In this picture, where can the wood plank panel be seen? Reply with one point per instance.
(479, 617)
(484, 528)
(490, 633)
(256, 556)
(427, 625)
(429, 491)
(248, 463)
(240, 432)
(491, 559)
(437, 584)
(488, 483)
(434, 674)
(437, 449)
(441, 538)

================

◆ Directions for this task: Please retype all of the records above exactly as they are.

◆ Answer section:
In this picture, where can the wood plank panel be seen? Reply with one point per instance.
(479, 617)
(484, 528)
(490, 633)
(256, 556)
(427, 625)
(429, 491)
(248, 463)
(240, 432)
(491, 559)
(437, 584)
(488, 483)
(434, 674)
(437, 449)
(441, 538)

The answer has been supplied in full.